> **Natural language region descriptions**
_ _ _ _

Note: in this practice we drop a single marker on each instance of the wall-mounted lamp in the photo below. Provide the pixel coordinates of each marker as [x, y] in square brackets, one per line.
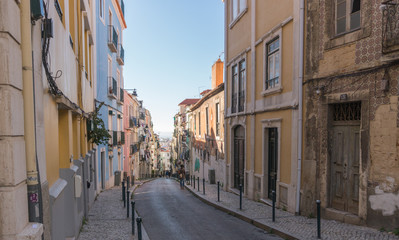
[319, 90]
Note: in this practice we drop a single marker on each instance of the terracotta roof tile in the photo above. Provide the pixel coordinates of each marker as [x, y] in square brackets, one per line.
[189, 101]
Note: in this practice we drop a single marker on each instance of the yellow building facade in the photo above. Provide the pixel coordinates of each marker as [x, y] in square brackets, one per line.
[68, 79]
[262, 97]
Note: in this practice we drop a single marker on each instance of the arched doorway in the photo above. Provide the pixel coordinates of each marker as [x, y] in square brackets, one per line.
[239, 156]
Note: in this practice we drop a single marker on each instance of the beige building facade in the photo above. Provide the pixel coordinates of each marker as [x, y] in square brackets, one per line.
[262, 99]
[351, 118]
[207, 132]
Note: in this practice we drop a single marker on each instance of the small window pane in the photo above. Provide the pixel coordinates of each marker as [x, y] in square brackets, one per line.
[271, 67]
[277, 67]
[341, 25]
[242, 5]
[355, 20]
[273, 46]
[355, 6]
[234, 8]
[341, 10]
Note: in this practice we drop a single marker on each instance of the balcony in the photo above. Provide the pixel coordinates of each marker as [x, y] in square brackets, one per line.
[234, 103]
[241, 100]
[122, 138]
[132, 122]
[112, 88]
[121, 96]
[112, 39]
[115, 138]
[110, 140]
[120, 57]
[123, 8]
[133, 149]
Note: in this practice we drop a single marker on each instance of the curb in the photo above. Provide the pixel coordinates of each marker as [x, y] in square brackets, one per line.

_ _ _ _

> **Your assignment**
Give every line above again exactly, with no pictures.

> **Solution**
Note: in this practice we drop a single marker on each instance of the wall-mounted lamp in the photo below. Provide the pixel coordinates of each marker as [x, y] in square brackets, one per line.
[319, 90]
Note: in this practice we drop a single marker on each instance of the terracotta roof tile in the photo above. Provide the pixel coordinates of each marker as [x, y] in square brackets, one per line.
[189, 101]
Note: in this practice we drop a single marker on each instance of the yellow building facade in the photo above. Provide the pixel coordinates of each marker as [x, y] in square brackets, one per line.
[68, 79]
[262, 97]
Note: in this practice we drop a single marker on each instance of the arched doorway in the photo above. Provide the pixel coordinates of each marker as [x, y] in square brackets, one per line.
[239, 156]
Note: in this practice we drop a single marker on each instance of the beige building facade in the photo above. Provide the pixel coordinates of each marker as [x, y] in square brackets, one per line.
[262, 99]
[351, 118]
[207, 132]
Note: in this practice we drop a single marker on each instance of the small window pane in the photo above. Provide the pixel coordinates of each marker as [x, y] in square brackets, one per line.
[271, 67]
[277, 67]
[341, 25]
[242, 5]
[355, 20]
[273, 46]
[355, 6]
[234, 8]
[341, 10]
Note: in this practice we drop a single marker on each instance of the balcony in the photo above. Provide the pixel coordinates of each marker as [x, y] in square brackets, one per line.
[234, 103]
[241, 100]
[122, 138]
[132, 122]
[112, 88]
[121, 96]
[112, 39]
[115, 138]
[110, 140]
[120, 57]
[123, 8]
[133, 149]
Note: in this practice we drop a single marker on each instance of the curb in the photo above. Provide the pixel coordinates of each marker as [x, y] in square brackets, one per line.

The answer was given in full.